Hannah-Jones was apparently aware that she had posted Sibarium's phone number to her more than 518,000 followers, and even left up it up for more than a day before deleting it. "@aaronsibarium is apparently trying to scour Black NYT employees Twitter accounts to find them using the N-word in response to Don McNeil's resignation, which is asinine on its face but also, homie, I don't use the N-word causually [sic] so this is all he came up with. Keep trying tho," she had written. 

Doxxing is when someone posts another person's private information without his or her permission, and is a violation of Twitter's terms of service. 

McNeil was earlier relieved of his duties at the publication after being ousted for using a racist slur on a 2019 educational trip to Peru. In his resignation, he would later explain that the "n-word" was said in a context during a conversation with college students about the word, but would apologise for using it nonetheless. He also added that "the context in which I used this ugly word could be defended" but "I now realize that it cannot". 

Before doxxing the information of the journalist, Hannah-Jones was reportedly one of the staffers who "went after [Donald McNiel Jr]".

Former Times labor reporter Steven Greenhouse reportedly defended McNeil writing in a "private" Facebook group made up of current and former Times employees, "What ever happened to the notion of worker solidarity … to giving a fellow worker the benefit of the doubt? And why didn’t the NewsGuild do far more to defend and protect the job of a long-time Times employee, one who at times did tireless, heroic work on behalf of the Guild to help improve pay and conditions for all NYT employees?"

In its Monday's report, The Washington Free Beacon wrote, "Greenhouse argued that the staffers who went after McNeil, including [New York Times Magazine reporter Nikole] Hannah-Jones and race reporter John Eligon, had their priorities backwards," the Free Beacon wrote. "Many of them, he wrote in the Facebook group, were 'far more willing to sympathize with these privileged 15- and 16-year-olds than with a long time colleague who has done much great work for the Times over the years.'"
==========
▸ **GOALS**:
1. In the article about the Hannah-Jones and McNeil dispute, to what country was the 2019 educational trip on which McNeil used the slur?
2. Continue the article about the Hannah-Jones and McNeil dispute from the point where it stops.

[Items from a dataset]
==========
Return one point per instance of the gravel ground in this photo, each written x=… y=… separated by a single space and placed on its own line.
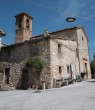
x=78 y=96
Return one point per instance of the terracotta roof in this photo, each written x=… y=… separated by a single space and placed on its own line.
x=22 y=14
x=38 y=37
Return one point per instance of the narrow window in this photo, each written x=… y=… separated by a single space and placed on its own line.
x=60 y=70
x=59 y=48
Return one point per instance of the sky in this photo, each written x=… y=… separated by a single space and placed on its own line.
x=50 y=15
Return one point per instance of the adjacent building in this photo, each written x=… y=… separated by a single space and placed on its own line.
x=64 y=53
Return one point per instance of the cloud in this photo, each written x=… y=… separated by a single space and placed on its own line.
x=71 y=8
x=77 y=8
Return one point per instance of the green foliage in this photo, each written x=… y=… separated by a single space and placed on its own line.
x=35 y=62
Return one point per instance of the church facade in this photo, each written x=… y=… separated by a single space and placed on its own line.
x=64 y=53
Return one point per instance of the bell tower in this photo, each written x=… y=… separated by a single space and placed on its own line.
x=23 y=27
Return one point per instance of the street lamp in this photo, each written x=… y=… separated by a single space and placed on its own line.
x=70 y=19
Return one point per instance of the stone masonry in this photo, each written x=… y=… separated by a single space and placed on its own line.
x=64 y=53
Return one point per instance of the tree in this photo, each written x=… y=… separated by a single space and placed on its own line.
x=92 y=65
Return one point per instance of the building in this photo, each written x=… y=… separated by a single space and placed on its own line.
==========
▸ **TASK-BY-TASK RESULTS**:
1. Peru.

2.
The paper's executive editor Dean Baquet was also slammed in the discussion. Times finance reporter Lawrence De Maria wrote, "We do not tolerate racist language regardless of intent’ might be the most racist statement I’ve ever read. It demeans ALL races." When the publication wanted clarity on the 'intent' point, they placed their inquiry with Hannah-Jones' asking 'whether intent made a difference in her case'. She had, in a pair of 2016 tweets written by herself used the n-word while defending Larry Wilmore's use of the term during that year's White House Correspondents' Dinner. 

And then Hannah-Jones, the reporter behind the widely-disputed '1619 Project', doxxed the reporter's email, his phone number to 518,000 followers. She deleted the tweet after more than a day. Soon afterwards, she wiped her entire Twitter history. Twitter is shocked by the turn of events. "A @nytimes reporter gets fired for saying the N-word, yet @nikolehannahjones can literally incite violence and keep her job. If that’s not privilege, I don’t know what is. #MSM," one wrote. "Nikole Hannah-Jones does outrageous shit all the time yet remains in a privileged, influential role. Must be all that racism against her (sarc). Sarc aside, obviously racism is real, but her outrage feels inauthentic coming from someone who seemingly used her identity to rise," another user added. 



 



 

The debate rages further as many users hope for a resignation but know it is not coming. "Donald McNeil was fired for saying a racial slur once, in context, when someone asked him about a hard csse involving that slur. Nikole Hannah Jones doxxed @aaronsibarium , a reporter from the Washingtonn Freee Beacon and joked about it publicly. She still has a job," one user took to Twitter to write, adding, "I am *NOT* advocating that Nikol Hannah Jones be cancelled. That's not what we do here. I *AM* pointing out that the rules are enforced along political lines and Nikole Hanmah Jones will never be fired the way Donald McNeil was because she has the right politics."



 

Some users did not care to mince their words. "If there is one person who doesn't belong in the Times is Nikole Hannah-Jones. What an utter fraud" "I am. Fire her. She violated the same rule repeatedly and then did something even worse (read: actually bad) in the aftermath," another said.